__Aim of the exercise__. Write the next part of the passage about chosen pronouns and gender below, picking up right after its final sentence.

__Reading text__.
------------------------------

I believe my chosen pronouns challenge and address what dumbs down gender. Julia Serano brilliantly says, “Saying all gender is performance is a crass oversimplification, as ridiculous as saying all gender is genitals, all gender is chromosomes, or all gender is socialization. In reality, gender is all of these things and more. Don't you dare dismiss my gender as construct, drag, or performance. My gender is a work of non-fiction.”

I come from a family of hyperfeminine folx. Smells and sweat are scary. Assumptions all over the place about a commitment to being “pretty”. How does this feel for me? Restrictive. Flat. Fucked up. At the Trans Day of Remembrance last week I held a sign made by some of my young trans, queer and non binary heroes that read, “Non-Trans People, Get Your Shit Together”. I want to post these words as loving reminders in family rooms across the US. Recently I listened to Judith Butler talk about Why Bodies Matter. She weaves queer theory into body autonomy and identity precarity. All ideas and topics painfully relevant right now as the occupant of the White House tries to erase trans and gender non-conforming folx from existence. From existence!! I want my upside down ǝɥS and inside out hxr to generate opportunities for conversation that create more safe space for non-binary and trans folx.

------------------------------

__Dataset extract__.
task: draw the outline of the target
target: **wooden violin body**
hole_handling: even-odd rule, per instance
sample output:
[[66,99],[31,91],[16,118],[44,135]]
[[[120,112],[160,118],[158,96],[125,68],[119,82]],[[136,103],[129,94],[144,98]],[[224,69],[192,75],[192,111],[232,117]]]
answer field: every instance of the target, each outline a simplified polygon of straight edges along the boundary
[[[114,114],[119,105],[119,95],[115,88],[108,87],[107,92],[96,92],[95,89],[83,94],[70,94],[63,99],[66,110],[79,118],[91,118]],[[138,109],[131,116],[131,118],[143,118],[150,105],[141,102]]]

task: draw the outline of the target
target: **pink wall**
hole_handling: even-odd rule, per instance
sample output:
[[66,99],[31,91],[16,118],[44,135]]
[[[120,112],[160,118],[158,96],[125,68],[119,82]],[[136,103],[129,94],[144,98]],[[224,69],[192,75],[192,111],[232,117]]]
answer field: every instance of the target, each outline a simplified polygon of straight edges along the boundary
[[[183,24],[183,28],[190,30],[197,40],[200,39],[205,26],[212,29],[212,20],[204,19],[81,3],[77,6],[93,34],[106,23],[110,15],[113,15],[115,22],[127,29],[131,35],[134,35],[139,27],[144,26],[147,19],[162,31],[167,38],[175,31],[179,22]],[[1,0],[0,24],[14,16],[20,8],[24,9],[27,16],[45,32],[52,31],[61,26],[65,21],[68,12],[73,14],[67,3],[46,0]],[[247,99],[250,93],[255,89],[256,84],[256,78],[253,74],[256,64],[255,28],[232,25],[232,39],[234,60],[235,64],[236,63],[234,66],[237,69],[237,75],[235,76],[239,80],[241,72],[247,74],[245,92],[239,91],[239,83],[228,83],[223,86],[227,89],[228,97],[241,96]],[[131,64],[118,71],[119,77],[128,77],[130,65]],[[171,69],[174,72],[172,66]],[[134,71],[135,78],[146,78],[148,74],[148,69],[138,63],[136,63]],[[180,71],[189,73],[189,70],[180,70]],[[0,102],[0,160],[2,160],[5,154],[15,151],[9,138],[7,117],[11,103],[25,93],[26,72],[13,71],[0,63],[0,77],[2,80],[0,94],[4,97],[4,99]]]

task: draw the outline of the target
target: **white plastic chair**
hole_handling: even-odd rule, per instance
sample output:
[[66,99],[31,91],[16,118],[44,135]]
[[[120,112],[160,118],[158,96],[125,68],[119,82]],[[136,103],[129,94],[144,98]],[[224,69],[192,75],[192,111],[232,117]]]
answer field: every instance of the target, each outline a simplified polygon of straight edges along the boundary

------------------------------

__Final answer__.
Last year my sister gifted my mom professional family portraits from JcPenny’s for Christmas. The day of the shoot was loaded. We all had different ideas of how to perform not only our gender but family. My mom took the pics seriously while my sister and I thought of the experience as hilarious and artsy. The “costuming”, usually my jam, was reduced to conformative gendered propriety. We decided on three silk dresses of my mom’s- red white and blue. Just showered, about to climb into the pearly white ensemble, my mom came in and asked me to use her antiperspirant  because my natural deodorant wasn’t going to mask my sporty (my word not hers) smell and she didn’t want me to stink up (her words not mine) the dress.

Steaming mad, I stood protecting the parts of me who have always had to fight to define hxrself through hxr physicality. Mud, sweat, muscle. My mom was both supportive and threatened by all of it when I was young. Now too. My inner twelve year old non-conforming, tomboy acted out.   I threw the antiperspirant across the room, orange boxer briefs under borrowed silk the grounding dissidence in the moment.

While some of the wackiest photos from our JcPenney shoot make me smile, mostly the images take me back to old hurts I thought I’d moved beyond. The unawareness and assumptions around gender in my family stung when younger and still do. I’ve been wearing the ǝɥS upside down, and as a shield, well before I knew I was committed to upending the binary.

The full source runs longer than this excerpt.